*Exercise objective*. Please count the lines in the items below that contain the word "hand" and reply with that number alone.

Start Records for this task

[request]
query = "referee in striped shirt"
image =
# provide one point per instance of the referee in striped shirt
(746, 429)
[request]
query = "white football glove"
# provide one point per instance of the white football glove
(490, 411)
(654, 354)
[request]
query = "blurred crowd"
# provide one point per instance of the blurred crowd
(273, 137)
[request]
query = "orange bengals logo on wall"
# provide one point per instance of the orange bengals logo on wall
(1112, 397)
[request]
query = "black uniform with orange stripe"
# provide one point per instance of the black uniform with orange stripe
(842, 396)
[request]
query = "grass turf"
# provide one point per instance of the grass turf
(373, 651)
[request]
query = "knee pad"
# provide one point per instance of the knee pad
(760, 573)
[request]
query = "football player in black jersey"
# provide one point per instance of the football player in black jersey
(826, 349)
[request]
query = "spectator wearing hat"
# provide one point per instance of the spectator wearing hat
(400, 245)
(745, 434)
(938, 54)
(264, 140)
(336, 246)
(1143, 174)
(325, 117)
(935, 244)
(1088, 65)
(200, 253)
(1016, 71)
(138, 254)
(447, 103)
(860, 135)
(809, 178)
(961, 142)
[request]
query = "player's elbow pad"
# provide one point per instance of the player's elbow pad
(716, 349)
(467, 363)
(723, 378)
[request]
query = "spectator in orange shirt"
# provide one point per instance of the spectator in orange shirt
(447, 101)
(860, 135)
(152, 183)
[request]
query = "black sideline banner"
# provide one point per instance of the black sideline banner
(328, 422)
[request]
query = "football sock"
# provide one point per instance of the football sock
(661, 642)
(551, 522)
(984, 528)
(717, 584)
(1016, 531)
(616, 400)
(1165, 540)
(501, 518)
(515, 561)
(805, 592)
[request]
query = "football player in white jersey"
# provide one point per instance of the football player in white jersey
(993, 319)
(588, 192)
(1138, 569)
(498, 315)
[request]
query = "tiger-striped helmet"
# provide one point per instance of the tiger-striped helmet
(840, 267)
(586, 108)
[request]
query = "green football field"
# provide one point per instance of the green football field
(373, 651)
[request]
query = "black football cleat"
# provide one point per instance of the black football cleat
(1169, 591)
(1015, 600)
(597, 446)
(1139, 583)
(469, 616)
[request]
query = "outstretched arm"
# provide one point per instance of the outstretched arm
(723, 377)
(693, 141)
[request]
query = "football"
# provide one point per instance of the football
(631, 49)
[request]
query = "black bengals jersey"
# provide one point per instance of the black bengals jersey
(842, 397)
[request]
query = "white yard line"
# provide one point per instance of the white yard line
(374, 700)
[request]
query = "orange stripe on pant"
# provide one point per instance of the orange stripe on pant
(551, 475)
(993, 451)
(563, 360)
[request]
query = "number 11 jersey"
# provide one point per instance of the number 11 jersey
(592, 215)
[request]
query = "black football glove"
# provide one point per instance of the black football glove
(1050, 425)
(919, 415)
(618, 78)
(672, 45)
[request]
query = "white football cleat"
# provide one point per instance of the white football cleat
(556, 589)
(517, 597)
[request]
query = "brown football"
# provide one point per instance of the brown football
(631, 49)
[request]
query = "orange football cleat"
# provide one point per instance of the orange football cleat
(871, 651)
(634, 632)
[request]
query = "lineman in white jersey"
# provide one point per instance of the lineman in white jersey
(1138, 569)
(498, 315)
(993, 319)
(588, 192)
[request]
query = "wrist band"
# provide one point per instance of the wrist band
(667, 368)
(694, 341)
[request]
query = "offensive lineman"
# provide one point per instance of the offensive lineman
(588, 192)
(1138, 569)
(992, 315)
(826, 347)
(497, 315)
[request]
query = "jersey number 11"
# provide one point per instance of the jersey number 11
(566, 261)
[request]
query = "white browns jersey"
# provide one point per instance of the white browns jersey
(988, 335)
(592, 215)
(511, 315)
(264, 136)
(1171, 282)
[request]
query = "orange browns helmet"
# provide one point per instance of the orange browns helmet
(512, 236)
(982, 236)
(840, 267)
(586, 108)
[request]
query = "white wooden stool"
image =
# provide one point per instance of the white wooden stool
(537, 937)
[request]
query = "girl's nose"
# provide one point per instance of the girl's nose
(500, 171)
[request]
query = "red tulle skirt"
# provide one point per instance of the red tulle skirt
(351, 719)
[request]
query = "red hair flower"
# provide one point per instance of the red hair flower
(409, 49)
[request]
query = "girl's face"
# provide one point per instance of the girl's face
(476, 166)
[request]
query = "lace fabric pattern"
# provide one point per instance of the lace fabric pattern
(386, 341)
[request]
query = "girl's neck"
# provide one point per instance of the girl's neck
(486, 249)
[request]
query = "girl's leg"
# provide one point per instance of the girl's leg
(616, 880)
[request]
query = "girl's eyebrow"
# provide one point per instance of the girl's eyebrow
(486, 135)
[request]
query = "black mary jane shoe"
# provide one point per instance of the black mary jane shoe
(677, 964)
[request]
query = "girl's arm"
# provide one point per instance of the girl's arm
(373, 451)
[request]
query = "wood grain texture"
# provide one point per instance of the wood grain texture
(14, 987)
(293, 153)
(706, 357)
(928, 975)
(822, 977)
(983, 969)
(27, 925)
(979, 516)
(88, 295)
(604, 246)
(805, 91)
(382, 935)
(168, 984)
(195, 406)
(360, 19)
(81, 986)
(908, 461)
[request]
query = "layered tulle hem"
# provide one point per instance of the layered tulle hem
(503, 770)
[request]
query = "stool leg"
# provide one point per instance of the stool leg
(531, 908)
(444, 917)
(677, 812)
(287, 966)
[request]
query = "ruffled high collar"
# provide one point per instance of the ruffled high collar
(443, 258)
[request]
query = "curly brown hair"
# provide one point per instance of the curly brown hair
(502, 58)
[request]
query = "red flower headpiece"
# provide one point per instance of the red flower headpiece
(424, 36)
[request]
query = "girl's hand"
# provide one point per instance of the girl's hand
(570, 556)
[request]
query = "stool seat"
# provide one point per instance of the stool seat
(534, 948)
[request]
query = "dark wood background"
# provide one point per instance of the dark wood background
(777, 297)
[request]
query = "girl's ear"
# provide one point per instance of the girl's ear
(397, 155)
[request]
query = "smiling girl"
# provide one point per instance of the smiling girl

End Records for this task

*Answer to this problem*. 2